Kutipan Bacaan:
★ ★ ★ ★

Friday, 23 October 2015

Cicil Hingga Berhasil

Cicil. Kata ini sesungguhnya bukan hanya berlaku dalam lingkup pembayaran atau pelunasan utang. Cicil, adalah kata yang seharusnya menghibur usaha seseorang. Misalnya saja seorang mahasiswa semester akhir yang sedang menggarap skripsi, mereka tidak bisa menyelesaikannya dalam sekejap. Pekerjaan mereka dalam menyelesaikan skripsi, pastilah dicicil. Skripsinya dicicil hingga berhasil.

Monday, 19 October 2015

Tulis Saja

Ketika mengisi kajian, seminar, atau talkshow; biasanya pertanyaan langganan yang sering mampir adalah, “Mas, apa saja tips menulis?” atau “Mas, bagaimana sih memotivasi diri untuk semangat menulis?” atau banyak pertanyaan-pertanyaan yang bernada sejenis. Padahal tajuk kajiannya bukanlah tentang tulis-menulis, kadang-kadang tema kajiannya jauh sekali dari urusan tulis-menulis. Tetapi entah mengapa topik tentang menulis ini memang menarik sekali untuk dibahas. Namun, tahukah Anda, bahwa sesungguhnya saya pun bingung untuk menjawab apabila ada pertanyaan semacam itu. Sekalipun pertanyaan itu adalah pertanyaan yang akrab di telinga saya. Bahkan sangat akrab.

★ ★ ★ ★

Data Tersedia:

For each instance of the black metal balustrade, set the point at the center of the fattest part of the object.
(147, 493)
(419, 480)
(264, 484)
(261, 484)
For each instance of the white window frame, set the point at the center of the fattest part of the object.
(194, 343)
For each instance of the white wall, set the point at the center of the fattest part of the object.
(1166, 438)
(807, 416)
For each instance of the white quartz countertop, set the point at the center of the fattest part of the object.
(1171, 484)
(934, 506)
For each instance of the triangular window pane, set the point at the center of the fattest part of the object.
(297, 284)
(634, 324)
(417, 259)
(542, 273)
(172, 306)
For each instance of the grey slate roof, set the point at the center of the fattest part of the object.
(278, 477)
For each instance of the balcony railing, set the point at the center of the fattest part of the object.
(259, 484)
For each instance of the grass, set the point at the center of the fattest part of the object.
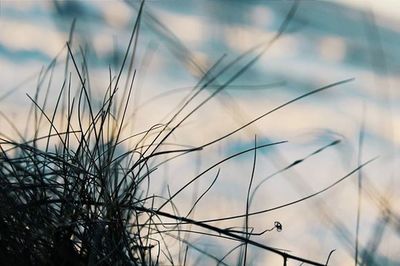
(73, 193)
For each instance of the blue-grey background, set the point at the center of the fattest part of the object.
(325, 42)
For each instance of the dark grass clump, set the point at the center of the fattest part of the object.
(74, 194)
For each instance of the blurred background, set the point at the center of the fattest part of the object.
(323, 42)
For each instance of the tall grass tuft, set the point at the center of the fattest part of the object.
(72, 193)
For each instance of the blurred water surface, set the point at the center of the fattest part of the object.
(324, 42)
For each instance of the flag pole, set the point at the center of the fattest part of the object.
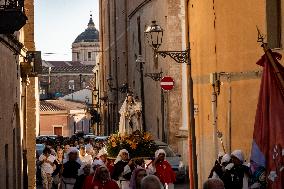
(270, 58)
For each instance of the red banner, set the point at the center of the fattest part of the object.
(268, 136)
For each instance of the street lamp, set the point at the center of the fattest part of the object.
(154, 35)
(109, 83)
(141, 62)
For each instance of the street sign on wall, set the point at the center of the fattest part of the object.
(167, 83)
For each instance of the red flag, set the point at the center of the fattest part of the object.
(268, 137)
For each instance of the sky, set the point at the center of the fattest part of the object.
(59, 22)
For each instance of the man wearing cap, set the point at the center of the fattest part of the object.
(236, 172)
(162, 169)
(216, 171)
(70, 169)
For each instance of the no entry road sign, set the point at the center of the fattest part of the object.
(167, 83)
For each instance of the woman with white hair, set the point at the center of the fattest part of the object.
(83, 172)
(70, 169)
(123, 168)
(102, 155)
(162, 169)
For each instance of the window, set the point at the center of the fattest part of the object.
(71, 85)
(89, 55)
(273, 19)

★ ★ ★ ★

Tujuan Latihan: Tolong sebutkan siapa yang dijadikan contoh dalam kutipan bacaan sebagai orang yang pekerjaannya tidak bisa selesai dalam sekejap sehingga harus dicicil. Jawab hanya berdasarkan kutipan bacaan.

Jawaban Latihan: Seorang mahasiswa semester akhir yang sedang menggarap skripsi.